EXERCISE BRIEF >>
Render the entire listing below as a JSON list of strings with one string per line. Skip blank lines and leave the pictures out.

------------------------------------------------------------------------

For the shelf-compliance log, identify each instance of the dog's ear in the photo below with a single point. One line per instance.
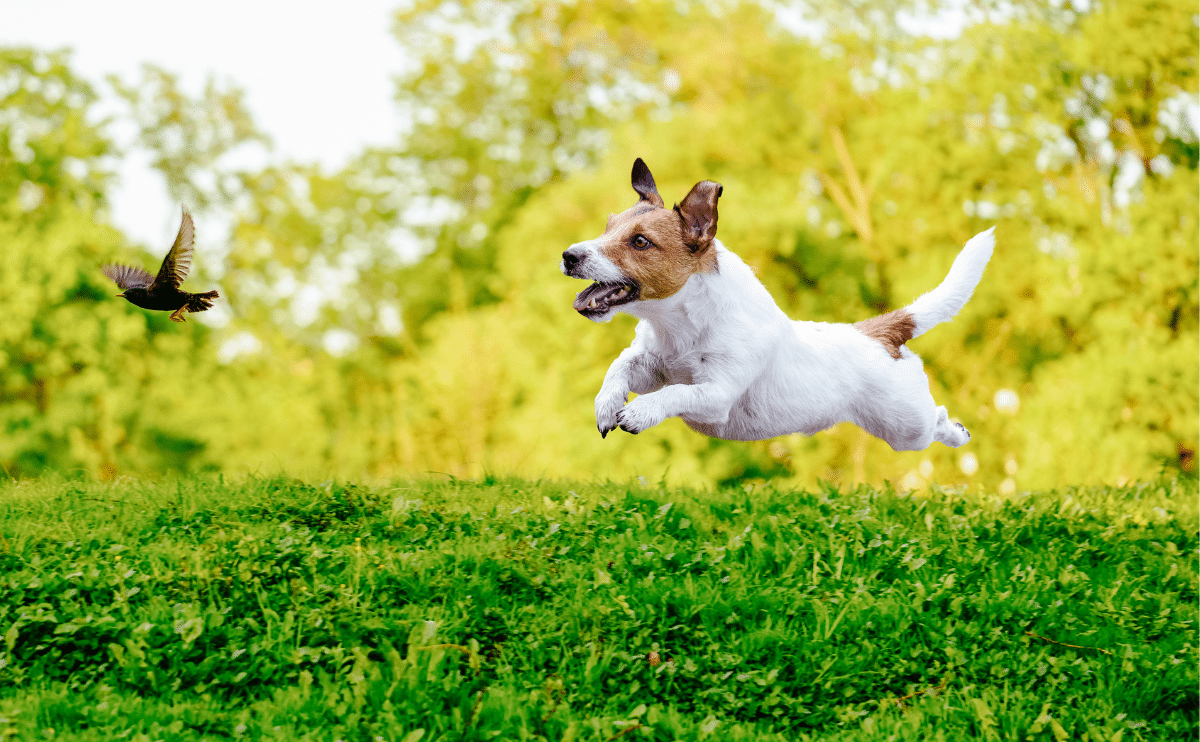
(699, 214)
(643, 183)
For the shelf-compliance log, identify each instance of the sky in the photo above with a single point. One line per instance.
(317, 75)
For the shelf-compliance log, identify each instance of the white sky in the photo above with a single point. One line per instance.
(317, 75)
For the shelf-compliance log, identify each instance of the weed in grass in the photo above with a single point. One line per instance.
(459, 610)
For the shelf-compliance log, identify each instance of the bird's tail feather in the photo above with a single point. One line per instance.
(198, 303)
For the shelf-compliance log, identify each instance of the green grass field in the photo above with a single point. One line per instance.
(514, 610)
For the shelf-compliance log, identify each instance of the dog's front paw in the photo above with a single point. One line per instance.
(609, 405)
(637, 416)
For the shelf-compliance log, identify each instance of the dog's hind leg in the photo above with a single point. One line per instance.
(951, 434)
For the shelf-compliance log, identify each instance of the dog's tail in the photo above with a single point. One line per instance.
(955, 289)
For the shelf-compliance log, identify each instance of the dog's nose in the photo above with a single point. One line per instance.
(571, 257)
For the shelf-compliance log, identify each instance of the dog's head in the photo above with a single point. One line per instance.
(647, 251)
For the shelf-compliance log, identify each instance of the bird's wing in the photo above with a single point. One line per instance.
(179, 261)
(129, 277)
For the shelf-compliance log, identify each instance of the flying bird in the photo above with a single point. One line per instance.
(162, 292)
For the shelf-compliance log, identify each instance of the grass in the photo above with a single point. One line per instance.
(454, 610)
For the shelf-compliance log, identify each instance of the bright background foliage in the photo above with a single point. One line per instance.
(407, 315)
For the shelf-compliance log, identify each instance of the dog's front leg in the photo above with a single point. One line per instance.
(707, 402)
(634, 370)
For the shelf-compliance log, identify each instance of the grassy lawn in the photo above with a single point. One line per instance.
(205, 609)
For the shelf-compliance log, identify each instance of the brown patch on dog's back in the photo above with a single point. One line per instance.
(892, 330)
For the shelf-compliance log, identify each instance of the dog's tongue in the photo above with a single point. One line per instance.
(597, 295)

------------------------------------------------------------------------

PROBLEM SOLUTION >>
[
  "For the shelf-compliance log, identify each instance of the dog's ear in the photo below with a single point. One line per instance.",
  "(699, 214)",
  "(643, 183)",
  "For the shelf-compliance log, identify each instance of the sky in the photo above with a single point. One line per instance.",
  "(317, 75)",
  "For the shelf-compliance log, identify each instance of the white sky in the photo above with a single point. One line per instance.",
  "(317, 75)",
  "For the shelf-compliance log, identify each instance of the weed in grass in the photo above with a single point. One line per instance.",
  "(459, 610)",
  "For the shelf-compliance log, identify each instance of the bird's tail feather in the photo above with a single point. One line per instance.",
  "(198, 303)",
  "For the shelf-compliance log, identify each instance of the green grass field in the photo above with a single point. One line per instance.",
  "(514, 610)",
  "For the shelf-compliance log, identify each instance of the dog's front paw in the photo above with a single point. One line per instance.",
  "(609, 405)",
  "(637, 416)",
  "For the shelf-compliance log, identify each instance of the dog's hind leg in the photo above with a single point. One line per instance.",
  "(951, 434)",
  "For the shelf-compliance log, identify each instance of the dog's tail in the photo above with a single point. One line per instance.",
  "(955, 289)",
  "For the shelf-compliance log, identify each instance of the dog's nose in the photo above with a single point. One line per instance.",
  "(571, 257)",
  "For the shelf-compliance log, identify each instance of the dog's head in the photo above with a single point. One line per instance.",
  "(647, 251)",
  "For the shelf-compliance log, identify each instance of the bird's wing in the photo above with a single point. One line per instance.",
  "(179, 261)",
  "(129, 277)",
  "For the shelf-compliance log, identify each instance of the flying bird in the photo above with a single point. One line per instance.",
  "(162, 292)",
  "For the shelf-compliance log, identify each instance of the grass in the photo above with a single point. One line per instance.",
  "(454, 610)",
  "For the shelf-compliance log, identify each instance of the bright background foliage in the photo above with a single point. One line per instance.",
  "(407, 315)",
  "For the shelf-compliance log, identify each instance of the dog's front leg in the photo above with a single point. One line per instance.",
  "(707, 402)",
  "(634, 370)",
  "For the shelf-compliance log, identify each instance of the grassy lawn in the photo above with a single point. One line per instance.",
  "(205, 609)",
  "For the shelf-compliance log, identify each instance of the brown patch on dog's back in the photo above with a single point. One line per instance.",
  "(892, 330)",
  "For the shelf-compliance log, identify each instance of the dog's tongue in the photo above with a single point. One line per instance.",
  "(597, 295)"
]